1. ## bijection and cardinality

I have to prove that if the cardinality of A = the cardinality of B AND the cardinality of C = the cardinality of D then the cardinality of (A x C) = the cardinality of (B x D) with sets A,B,C,D and x denoting the cartesian product.

I know that there exists a bijection f: A to B and a bijection g: C to D. But how do I proceed using this idea of bijections?

2. Originally Posted by PvtBillPilgrim
I have to prove that if the cardinality of A = the cardinality of B AND the cardinality of C = the cardinality of D then the cardinality of (A x C) = the cardinality of (B x D) with sets A,B,C,D and x denoting the cartesian product.

I know that there exists a bijection f: A to B and a bijection g: C to D. But how do I proceed using this idea of bijections?

Let $f:A\to B$ and $g:C\to D$ be bijections.
Define $h:A\times C\to B\times D$ by $h(a,c) = (f(a),g(c))$.

3. Can I say this?

I know that there is a function f: A to B that is injective, a function g: B to A that is injective, a function h: C to D that is injective, and a function j: D to C that is injective (since the cardinality of X <= the cardinality of Y if there exists an injective function from X to Y).

Define the function k: (A x C) to (B x D).
Do the statements above imply that a function l: (A x C) to (B x D) is injective with l(a,c) = (a,c) and a function m: (B x D) to (A x C) is injective with m(b,d) = (b,d). Then by the Cantor-Bernstein Theorem, the cardinality of (A x C) is equal to the cardinality of (B x D).
.

Why would you go to the lengths you have tried? I cannot follow them.

§ **Written exercise 1**: Copy the records from the line with "Ground flower-shaped logo" up to and including the line with "[946,260,1024,283]", keeping every line unchanged.

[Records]
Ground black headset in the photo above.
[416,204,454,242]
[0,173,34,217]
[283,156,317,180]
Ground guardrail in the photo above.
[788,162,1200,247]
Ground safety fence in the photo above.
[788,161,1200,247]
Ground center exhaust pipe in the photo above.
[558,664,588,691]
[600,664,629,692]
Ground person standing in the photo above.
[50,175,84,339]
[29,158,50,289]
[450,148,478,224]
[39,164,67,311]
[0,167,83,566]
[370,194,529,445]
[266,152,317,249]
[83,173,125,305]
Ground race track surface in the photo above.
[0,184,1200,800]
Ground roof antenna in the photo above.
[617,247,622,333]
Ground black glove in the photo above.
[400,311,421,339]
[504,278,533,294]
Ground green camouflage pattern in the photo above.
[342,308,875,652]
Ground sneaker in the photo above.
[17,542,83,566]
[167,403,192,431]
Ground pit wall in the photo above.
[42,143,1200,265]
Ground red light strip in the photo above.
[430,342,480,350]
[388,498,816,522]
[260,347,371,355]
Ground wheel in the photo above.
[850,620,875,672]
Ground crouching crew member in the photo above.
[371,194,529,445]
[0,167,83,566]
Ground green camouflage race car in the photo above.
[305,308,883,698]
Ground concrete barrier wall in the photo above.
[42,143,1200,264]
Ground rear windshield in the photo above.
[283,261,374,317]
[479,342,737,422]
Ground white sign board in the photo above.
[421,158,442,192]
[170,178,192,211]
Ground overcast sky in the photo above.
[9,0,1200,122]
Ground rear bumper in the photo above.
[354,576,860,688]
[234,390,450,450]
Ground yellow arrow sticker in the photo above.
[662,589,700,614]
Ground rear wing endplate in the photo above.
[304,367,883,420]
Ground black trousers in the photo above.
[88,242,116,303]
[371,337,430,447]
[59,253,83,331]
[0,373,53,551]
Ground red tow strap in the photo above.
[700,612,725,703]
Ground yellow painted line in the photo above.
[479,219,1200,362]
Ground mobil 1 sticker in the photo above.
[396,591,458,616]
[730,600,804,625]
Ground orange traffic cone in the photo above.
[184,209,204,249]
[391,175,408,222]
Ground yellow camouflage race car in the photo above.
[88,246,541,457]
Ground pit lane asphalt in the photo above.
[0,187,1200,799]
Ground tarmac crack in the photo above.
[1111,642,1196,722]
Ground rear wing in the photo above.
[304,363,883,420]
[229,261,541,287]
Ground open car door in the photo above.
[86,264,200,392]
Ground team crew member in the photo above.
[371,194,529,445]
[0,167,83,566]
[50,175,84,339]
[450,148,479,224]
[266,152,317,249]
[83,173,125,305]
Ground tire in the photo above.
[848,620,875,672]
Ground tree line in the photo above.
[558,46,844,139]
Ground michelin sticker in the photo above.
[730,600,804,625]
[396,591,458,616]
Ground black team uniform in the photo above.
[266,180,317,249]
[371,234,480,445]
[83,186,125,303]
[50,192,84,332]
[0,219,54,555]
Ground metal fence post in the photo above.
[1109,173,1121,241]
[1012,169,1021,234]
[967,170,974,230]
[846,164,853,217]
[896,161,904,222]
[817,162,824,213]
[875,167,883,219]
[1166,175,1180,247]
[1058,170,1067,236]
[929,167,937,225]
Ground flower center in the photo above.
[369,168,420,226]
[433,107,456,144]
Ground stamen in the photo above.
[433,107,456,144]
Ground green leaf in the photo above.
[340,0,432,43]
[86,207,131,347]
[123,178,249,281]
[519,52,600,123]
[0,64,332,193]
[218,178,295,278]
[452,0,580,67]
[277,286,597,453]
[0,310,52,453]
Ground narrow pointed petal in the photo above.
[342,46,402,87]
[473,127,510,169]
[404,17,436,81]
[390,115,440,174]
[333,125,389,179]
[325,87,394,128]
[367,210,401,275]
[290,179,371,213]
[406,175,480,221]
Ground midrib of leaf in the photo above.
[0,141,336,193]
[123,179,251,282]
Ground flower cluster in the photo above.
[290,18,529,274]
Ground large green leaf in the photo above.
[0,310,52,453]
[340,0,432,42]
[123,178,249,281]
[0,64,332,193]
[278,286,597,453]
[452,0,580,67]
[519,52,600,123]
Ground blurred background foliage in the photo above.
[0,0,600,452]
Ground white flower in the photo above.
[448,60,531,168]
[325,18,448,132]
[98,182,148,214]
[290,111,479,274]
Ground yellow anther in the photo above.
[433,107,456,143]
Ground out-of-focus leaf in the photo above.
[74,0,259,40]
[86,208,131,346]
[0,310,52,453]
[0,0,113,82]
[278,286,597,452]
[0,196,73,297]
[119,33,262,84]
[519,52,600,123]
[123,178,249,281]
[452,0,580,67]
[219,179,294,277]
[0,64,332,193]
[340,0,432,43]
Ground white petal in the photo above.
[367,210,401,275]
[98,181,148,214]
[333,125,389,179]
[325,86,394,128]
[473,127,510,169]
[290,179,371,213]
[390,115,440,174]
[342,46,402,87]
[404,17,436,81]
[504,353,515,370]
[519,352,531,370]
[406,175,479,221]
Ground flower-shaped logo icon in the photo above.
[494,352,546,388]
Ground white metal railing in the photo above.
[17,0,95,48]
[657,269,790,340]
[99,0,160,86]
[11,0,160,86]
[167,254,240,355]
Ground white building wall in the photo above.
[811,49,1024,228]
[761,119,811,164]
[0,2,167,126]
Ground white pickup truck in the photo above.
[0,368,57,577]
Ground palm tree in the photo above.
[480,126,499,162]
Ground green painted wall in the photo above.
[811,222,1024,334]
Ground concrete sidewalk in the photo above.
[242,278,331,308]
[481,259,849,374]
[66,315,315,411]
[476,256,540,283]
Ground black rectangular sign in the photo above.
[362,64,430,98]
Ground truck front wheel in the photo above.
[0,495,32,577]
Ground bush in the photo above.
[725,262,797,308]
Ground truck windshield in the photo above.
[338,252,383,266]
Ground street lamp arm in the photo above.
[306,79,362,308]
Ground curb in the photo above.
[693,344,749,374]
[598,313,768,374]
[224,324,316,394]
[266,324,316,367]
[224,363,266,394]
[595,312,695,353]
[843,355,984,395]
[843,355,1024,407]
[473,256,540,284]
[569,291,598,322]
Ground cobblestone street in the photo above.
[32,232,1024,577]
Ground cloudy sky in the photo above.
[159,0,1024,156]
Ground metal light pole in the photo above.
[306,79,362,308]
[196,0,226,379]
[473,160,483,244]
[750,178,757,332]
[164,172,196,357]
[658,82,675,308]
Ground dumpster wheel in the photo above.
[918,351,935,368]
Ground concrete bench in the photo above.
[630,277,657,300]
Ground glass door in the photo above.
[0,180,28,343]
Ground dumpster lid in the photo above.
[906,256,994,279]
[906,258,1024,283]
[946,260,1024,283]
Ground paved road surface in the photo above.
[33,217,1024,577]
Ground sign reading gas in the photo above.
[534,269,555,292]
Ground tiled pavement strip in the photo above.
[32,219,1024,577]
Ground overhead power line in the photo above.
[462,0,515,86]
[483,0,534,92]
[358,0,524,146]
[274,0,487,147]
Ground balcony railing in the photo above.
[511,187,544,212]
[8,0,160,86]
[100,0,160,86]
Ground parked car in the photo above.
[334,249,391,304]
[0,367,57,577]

§ **Written exercise 2**: In the thread about bijections and cardinality, which theorem does the third post use to conclude that A x C and B x D have equal cardinality?

§ **Worked solution 1**:
Ground flower-shaped logo icon in the photo above.
[494,352,546,388]
Ground white metal railing in the photo above.
[17,0,95,48]
[657,269,790,340]
[99,0,160,86]
[11,0,160,86]
[167,254,240,355]
Ground white building wall in the photo above.
[811,49,1024,228]
[761,119,811,164]
[0,2,167,126]
Ground white pickup truck in the photo above.
[0,368,57,577]
Ground palm tree in the photo above.
[480,126,499,162]
Ground green painted wall in the photo above.
[811,222,1024,334]
Ground concrete sidewalk in the photo above.
[242,278,331,308]
[481,259,849,374]
[66,315,315,411]
[476,256,540,283]
Ground black rectangular sign in the photo above.
[362,64,430,98]
Ground truck front wheel in the photo above.
[0,495,32,577]
Ground bush in the photo above.
[725,262,797,308]
Ground truck windshield in the photo above.
[338,252,383,266]
Ground street lamp arm in the photo above.
[306,79,362,308]
Ground curb in the photo above.
[693,344,749,374]
[598,313,768,374]
[224,324,316,394]
[266,324,316,367]
[224,363,266,394]
[595,312,695,353]
[843,355,984,395]
[843,355,1024,407]
[473,256,540,284]
[569,291,598,322]
Ground cobblestone street in the photo above.
[32,232,1024,577]
Ground cloudy sky in the photo above.
[159,0,1024,156]
Ground metal light pole in the photo above.
[306,79,362,308]
[196,0,226,379]
[473,160,483,244]
[750,178,757,332]
[164,172,196,357]
[658,82,675,308]
Ground dumpster wheel in the photo above.
[918,351,935,368]
Ground concrete bench in the photo above.
[630,277,657,300]
Ground glass door in the photo above.
[0,180,28,343]
Ground dumpster lid in the photo above.
[906,256,994,279]
[906,258,1024,283]
[946,260,1024,283]

§ **Worked solution 2**: The Cantor-Bernstein Theorem.